** begin Record excerpts **

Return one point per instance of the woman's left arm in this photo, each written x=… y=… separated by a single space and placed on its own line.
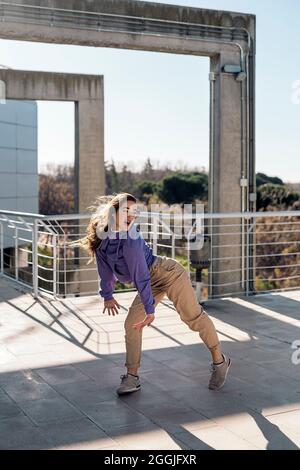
x=133 y=252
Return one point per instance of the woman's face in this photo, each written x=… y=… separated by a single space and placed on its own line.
x=126 y=215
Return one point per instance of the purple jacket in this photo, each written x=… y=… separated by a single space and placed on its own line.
x=126 y=258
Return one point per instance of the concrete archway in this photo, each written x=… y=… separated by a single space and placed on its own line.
x=227 y=38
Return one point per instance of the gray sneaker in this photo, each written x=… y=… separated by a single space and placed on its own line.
x=129 y=384
x=219 y=374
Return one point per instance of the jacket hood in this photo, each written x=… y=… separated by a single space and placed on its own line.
x=115 y=240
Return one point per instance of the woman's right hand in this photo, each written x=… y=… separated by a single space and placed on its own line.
x=111 y=306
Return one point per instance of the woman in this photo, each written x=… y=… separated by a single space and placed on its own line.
x=122 y=254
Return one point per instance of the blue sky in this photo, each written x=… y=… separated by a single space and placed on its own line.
x=156 y=105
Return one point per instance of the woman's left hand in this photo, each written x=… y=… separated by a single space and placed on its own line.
x=148 y=320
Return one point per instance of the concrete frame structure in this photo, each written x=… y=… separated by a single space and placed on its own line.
x=227 y=38
x=86 y=91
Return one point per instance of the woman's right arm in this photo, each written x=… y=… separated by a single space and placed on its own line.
x=107 y=284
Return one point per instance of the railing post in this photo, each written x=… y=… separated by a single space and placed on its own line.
x=54 y=265
x=16 y=255
x=155 y=235
x=2 y=247
x=35 y=280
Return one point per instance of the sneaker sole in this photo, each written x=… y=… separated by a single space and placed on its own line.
x=129 y=391
x=218 y=388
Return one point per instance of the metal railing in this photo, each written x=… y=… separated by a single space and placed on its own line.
x=248 y=253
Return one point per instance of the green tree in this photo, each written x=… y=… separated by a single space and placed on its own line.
x=183 y=188
x=261 y=179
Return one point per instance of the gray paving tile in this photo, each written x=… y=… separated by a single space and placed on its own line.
x=114 y=414
x=19 y=433
x=79 y=434
x=61 y=374
x=50 y=410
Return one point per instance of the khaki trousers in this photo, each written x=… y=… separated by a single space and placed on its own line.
x=168 y=277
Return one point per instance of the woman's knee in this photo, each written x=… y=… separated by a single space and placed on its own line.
x=135 y=315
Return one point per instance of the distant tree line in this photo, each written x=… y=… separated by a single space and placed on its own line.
x=155 y=185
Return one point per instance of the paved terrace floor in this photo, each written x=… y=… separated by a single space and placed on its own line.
x=60 y=363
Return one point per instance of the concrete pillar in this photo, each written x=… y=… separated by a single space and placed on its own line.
x=89 y=155
x=227 y=167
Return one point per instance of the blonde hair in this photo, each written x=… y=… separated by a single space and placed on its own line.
x=105 y=208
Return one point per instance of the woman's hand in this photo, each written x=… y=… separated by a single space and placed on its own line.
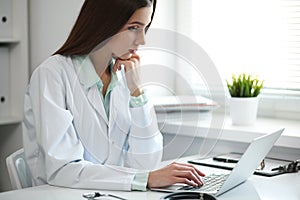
x=132 y=73
x=175 y=173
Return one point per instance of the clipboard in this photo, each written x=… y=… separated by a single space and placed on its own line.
x=228 y=161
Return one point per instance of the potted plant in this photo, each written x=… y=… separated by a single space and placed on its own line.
x=244 y=90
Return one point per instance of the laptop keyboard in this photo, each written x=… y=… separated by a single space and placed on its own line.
x=211 y=183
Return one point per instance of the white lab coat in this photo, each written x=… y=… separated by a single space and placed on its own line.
x=68 y=139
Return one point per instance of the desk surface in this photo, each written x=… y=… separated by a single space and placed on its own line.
x=255 y=188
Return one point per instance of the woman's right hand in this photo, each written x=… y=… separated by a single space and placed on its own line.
x=175 y=173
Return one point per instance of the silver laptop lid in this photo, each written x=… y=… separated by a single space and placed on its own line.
x=250 y=160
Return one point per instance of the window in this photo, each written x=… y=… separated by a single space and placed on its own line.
x=260 y=37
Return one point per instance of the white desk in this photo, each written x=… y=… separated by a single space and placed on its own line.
x=256 y=188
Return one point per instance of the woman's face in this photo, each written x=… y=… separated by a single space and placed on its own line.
x=132 y=35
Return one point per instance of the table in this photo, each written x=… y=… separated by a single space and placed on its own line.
x=280 y=187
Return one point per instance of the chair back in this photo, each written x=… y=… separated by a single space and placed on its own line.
x=18 y=170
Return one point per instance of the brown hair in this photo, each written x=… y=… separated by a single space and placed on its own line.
x=99 y=20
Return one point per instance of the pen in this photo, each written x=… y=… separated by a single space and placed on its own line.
x=225 y=160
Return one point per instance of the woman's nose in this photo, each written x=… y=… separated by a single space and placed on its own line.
x=140 y=40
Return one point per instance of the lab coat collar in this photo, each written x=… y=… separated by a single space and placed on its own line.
x=86 y=71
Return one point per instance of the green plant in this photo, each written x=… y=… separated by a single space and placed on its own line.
x=244 y=86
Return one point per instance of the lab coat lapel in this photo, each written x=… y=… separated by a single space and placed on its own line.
x=95 y=100
x=118 y=105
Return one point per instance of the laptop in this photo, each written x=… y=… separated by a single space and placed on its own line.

** end Record excerpts **

Swap every "placed on its own line" in the material above for "set on a separate line" and keep everything else unchanged. Leave the pictures out of your answer.

• [Output of the exercise]:
Return one point per instance of the woman's left arm in this photo, each written x=… y=… separated by a single space and set on a separate line.
x=133 y=252
Return one point per instance of the woman's face in this photo, each written x=… y=… separated by a single space and set on a separate line.
x=126 y=215
Return one point per instance of the purple jacket in this photo, each written x=… y=… separated by a single space and set on a separate line.
x=126 y=258
Return one point per instance of the concrete archway in this photo, each written x=… y=… separated by a single space and set on a separate line.
x=227 y=38
Return one point per instance of the gray sneaker in this photo, each written x=… y=… separated by a single space and set on a separate line.
x=129 y=384
x=219 y=374
Return one point per instance of the jacket hood in this photo, each written x=… y=… separated by a single space and set on a separate line.
x=115 y=240
Return one point per instance of the woman's right hand in this photo, each written x=… y=… separated by a single space and set on a separate line.
x=111 y=306
Return one point per instance of the woman in this photo, each written x=… y=… separated by a single space and set on a separate line.
x=122 y=254
Return one point per instance of the blue sky in this photo, each written x=… y=… separated by a single space and set on a separate line.
x=156 y=105
Return one point per instance of the woman's left hand in this photo, each written x=… y=… separated by a single space and set on a separate line.
x=148 y=320
Return one point per instance of the concrete frame structure in this photo, each written x=… y=… separated by a single space and set on a separate line.
x=227 y=38
x=86 y=91
Return one point per instance of the woman's right arm in this photo, each written x=… y=… separated by a single space and set on a separate line.
x=107 y=284
Return one point per instance of the railing post in this photo, each written x=… y=… separated by a single space and set on a separate line.
x=54 y=265
x=16 y=255
x=155 y=235
x=2 y=247
x=35 y=280
Return one point per instance of the sneaker sole in this photo, each written x=… y=… separated by a single space and set on a separate line.
x=129 y=391
x=218 y=388
Return one point per instance of the metal railing in this photo, each written x=… y=… separated by a single space and set on a separate line.
x=248 y=253
Return one point per instance of the green tree in this photo, each written x=… y=… separated by a single space and set on a separate line.
x=183 y=188
x=261 y=179
Return one point per instance of the gray paving tile in this photo, each written x=… y=… separated by a single space and set on a separate line.
x=114 y=414
x=19 y=433
x=79 y=434
x=61 y=374
x=50 y=410
Return one point per instance of the khaki trousers in this photo, each written x=… y=… separated by a single space and set on a separate line.
x=168 y=277
Return one point per instance of the woman's knee in this photo, each written x=… y=… separated by a single space and set on a separate line.
x=135 y=315
Return one point per instance of the distant tree line in this photo, each written x=… y=… separated by a single space and set on a separate line.
x=155 y=185
Return one point per instance of the paved terrace floor in this photo, each written x=… y=… separated by a single space and set on a separate line.
x=60 y=363
Return one point per instance of the concrete pillar in this photo, each written x=… y=… separated by a single space and set on a separate line.
x=89 y=155
x=227 y=167
Return one point per instance of the blonde hair in this photo, each written x=… y=… separated by a single space and set on a separate line.
x=105 y=208
Return one point per instance of the woman's hand in this photo, each written x=… y=… separated by a single space and set on a separate line.
x=132 y=73
x=175 y=173
Return one point per instance of the clipboard in this photo, each written x=… y=… separated by a single space and set on a separate line.
x=228 y=161
Return one point per instance of the potted plant in this photo, each written x=… y=… separated by a single space and set on a separate line.
x=244 y=90
Return one point per instance of the laptop keyboard in this photo, each written x=… y=… separated by a single space and set on a separate line.
x=211 y=183
Return one point per instance of the white lab coat in this photo, each written x=… y=… separated by a single space and set on a separate line.
x=68 y=139
Return one point per instance of the desk surface in this photo, each written x=… y=… separated by a single space and set on a separate line.
x=255 y=188
Return one point per instance of the woman's right hand in this photo, each written x=… y=… separated by a single space and set on a separate line.
x=175 y=173
Return one point per instance of the silver laptop lid in this photo, each written x=… y=… separated by a single space and set on a separate line.
x=250 y=160
Return one point per instance of the window in this photo, each written x=… y=… separated by a single space and set on a separate line.
x=260 y=37
Return one point per instance of the white desk in this photo, each written x=… y=… separated by a single space and set on a separate line.
x=256 y=188
Return one point per instance of the woman's face in this photo, each written x=… y=… separated by a single space and set on a separate line.
x=132 y=35
Return one point per instance of the table in this photo, each written x=… y=… separated by a single space and set on a separate line.
x=280 y=187
Return one point per instance of the chair back in this photo, each written x=… y=… separated by a single space and set on a separate line.
x=18 y=170
Return one point per instance of the brown hair in this photo, each written x=… y=… separated by a single space and set on a separate line.
x=99 y=20
Return one point per instance of the pen in this photo, each written x=… y=… separated by a single space and set on a separate line.
x=225 y=160
Return one point per instance of the woman's nose in this photo, each written x=… y=… separated by a single space and set on a separate line.
x=140 y=40
Return one point per instance of the lab coat collar in this photo, each written x=… y=… separated by a single space and set on a separate line.
x=86 y=71
Return one point per instance of the green plant in this photo, each written x=… y=… separated by a single space and set on a separate line.
x=244 y=86
Return one point per instance of the lab coat lapel in this photo, each written x=… y=… separated by a single space and set on a separate line.
x=95 y=100
x=118 y=105
Return one point per instance of the laptop in this photo, each written x=… y=… separated by a single space and set on a separate line.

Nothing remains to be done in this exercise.